(Task brief) Given the records below, would you repeat exactly the lines that begin at the one containing "Within an <instance>" and end at the one containing "rough mask: <svg", inclusive?

(Material for this task)
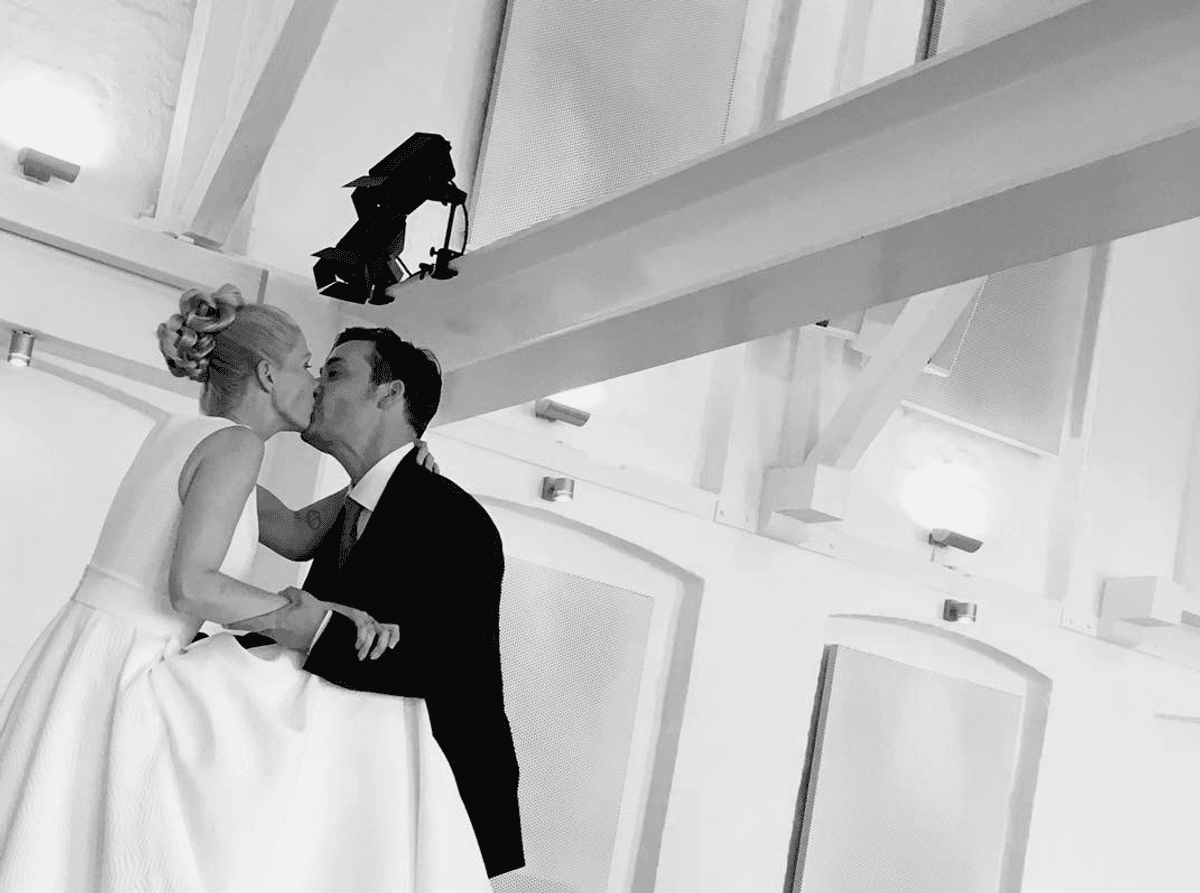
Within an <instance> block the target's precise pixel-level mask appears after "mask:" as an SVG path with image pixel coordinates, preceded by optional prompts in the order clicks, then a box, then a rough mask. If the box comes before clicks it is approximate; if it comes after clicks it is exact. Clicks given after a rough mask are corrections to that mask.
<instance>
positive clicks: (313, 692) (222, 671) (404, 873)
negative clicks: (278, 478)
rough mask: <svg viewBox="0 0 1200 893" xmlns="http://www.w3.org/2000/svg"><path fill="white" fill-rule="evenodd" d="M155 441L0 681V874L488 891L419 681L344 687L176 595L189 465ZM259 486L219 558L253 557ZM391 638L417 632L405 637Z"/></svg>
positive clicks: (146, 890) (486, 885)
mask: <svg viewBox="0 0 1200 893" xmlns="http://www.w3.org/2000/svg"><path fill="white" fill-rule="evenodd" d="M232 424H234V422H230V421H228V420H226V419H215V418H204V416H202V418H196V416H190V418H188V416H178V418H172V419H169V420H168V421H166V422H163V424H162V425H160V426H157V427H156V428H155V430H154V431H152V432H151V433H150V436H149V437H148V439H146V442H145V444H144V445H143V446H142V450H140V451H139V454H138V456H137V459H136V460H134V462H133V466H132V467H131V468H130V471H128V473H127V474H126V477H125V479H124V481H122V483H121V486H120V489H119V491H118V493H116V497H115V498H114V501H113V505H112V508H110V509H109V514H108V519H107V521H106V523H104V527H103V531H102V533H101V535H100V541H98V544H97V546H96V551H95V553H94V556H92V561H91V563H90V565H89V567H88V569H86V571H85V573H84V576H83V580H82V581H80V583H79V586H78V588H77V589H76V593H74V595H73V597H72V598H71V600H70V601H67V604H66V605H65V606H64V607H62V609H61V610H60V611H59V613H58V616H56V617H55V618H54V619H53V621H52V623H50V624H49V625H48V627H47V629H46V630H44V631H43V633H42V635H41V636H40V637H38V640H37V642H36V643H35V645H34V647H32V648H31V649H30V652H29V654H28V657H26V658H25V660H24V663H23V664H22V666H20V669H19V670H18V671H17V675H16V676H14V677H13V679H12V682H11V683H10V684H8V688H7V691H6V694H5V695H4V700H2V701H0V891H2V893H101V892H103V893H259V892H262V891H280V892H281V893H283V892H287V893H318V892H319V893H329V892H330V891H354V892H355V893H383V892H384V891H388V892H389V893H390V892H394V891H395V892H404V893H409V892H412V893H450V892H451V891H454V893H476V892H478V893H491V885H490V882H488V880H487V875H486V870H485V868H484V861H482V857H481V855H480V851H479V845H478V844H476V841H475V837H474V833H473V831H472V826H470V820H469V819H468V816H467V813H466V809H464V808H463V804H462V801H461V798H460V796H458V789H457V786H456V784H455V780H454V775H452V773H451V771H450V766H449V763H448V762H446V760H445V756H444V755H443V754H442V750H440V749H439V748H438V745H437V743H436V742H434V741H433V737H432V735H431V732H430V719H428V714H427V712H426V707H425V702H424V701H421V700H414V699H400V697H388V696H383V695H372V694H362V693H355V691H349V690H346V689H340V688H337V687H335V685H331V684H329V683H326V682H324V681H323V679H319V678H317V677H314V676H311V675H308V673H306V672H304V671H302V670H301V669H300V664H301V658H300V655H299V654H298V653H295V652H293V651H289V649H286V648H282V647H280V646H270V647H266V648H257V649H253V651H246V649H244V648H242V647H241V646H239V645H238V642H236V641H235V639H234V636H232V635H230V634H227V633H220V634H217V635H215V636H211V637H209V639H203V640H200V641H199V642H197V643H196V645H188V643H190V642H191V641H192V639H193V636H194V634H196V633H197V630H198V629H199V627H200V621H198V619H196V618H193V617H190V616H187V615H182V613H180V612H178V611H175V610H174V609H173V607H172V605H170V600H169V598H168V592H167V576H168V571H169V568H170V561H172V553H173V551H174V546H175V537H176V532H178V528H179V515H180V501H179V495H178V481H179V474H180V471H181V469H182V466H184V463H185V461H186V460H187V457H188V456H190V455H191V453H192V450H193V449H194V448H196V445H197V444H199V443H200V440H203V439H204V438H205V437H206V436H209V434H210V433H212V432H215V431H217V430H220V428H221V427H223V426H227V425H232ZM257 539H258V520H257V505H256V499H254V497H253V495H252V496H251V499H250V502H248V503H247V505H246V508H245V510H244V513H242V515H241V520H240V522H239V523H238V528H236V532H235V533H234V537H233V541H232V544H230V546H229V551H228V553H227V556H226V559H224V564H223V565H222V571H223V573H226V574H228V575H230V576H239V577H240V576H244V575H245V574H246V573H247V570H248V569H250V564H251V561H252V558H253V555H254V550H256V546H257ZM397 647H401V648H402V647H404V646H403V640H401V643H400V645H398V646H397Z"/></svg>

---

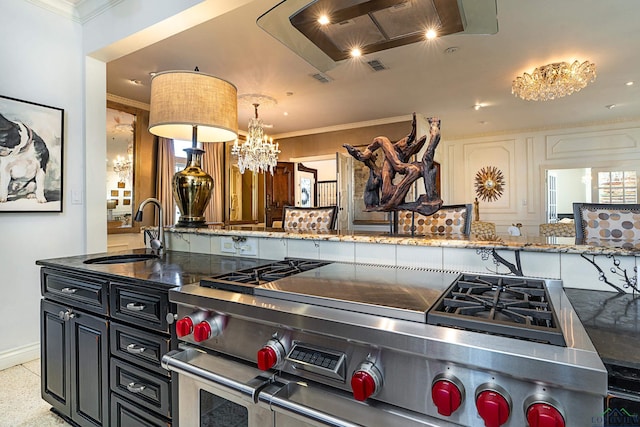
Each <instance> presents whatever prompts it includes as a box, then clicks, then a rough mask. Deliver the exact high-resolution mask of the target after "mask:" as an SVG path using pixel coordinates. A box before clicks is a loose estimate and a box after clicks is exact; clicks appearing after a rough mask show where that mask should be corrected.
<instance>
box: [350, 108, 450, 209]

--

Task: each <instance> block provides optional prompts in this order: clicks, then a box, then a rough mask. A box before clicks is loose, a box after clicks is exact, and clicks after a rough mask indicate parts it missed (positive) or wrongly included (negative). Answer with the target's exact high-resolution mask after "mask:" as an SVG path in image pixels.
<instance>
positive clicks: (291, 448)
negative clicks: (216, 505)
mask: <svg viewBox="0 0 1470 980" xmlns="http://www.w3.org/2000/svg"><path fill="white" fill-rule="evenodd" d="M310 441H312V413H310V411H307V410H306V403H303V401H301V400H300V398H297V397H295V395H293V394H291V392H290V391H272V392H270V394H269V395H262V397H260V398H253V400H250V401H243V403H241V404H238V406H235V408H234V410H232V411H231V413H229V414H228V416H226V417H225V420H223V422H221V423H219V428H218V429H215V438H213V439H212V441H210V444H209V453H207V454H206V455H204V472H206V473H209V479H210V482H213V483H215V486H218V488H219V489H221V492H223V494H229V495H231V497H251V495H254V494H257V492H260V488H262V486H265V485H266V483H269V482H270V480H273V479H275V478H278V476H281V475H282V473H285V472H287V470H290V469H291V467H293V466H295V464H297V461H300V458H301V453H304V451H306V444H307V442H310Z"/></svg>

(Exercise answer)
Within an <instance> block the target's precise pixel-level mask appears after "mask:" as an SVG path with image pixel coordinates, preceded by optional prompts in the order clicks, then a box, then a rough mask. If the box comes before clicks it is approximate; if it comes after clicks it is exact. Clicks given after a rough mask are corrections to that mask.
<instance>
positive clicks: (313, 692) (222, 671) (404, 873)
negative clicks: (278, 478)
rough mask: <svg viewBox="0 0 1200 893" xmlns="http://www.w3.org/2000/svg"><path fill="white" fill-rule="evenodd" d="M155 441L0 681V874L488 891L419 681L344 687L176 595L189 465ZM259 486L219 558L253 557ZM391 638L417 632L405 637Z"/></svg>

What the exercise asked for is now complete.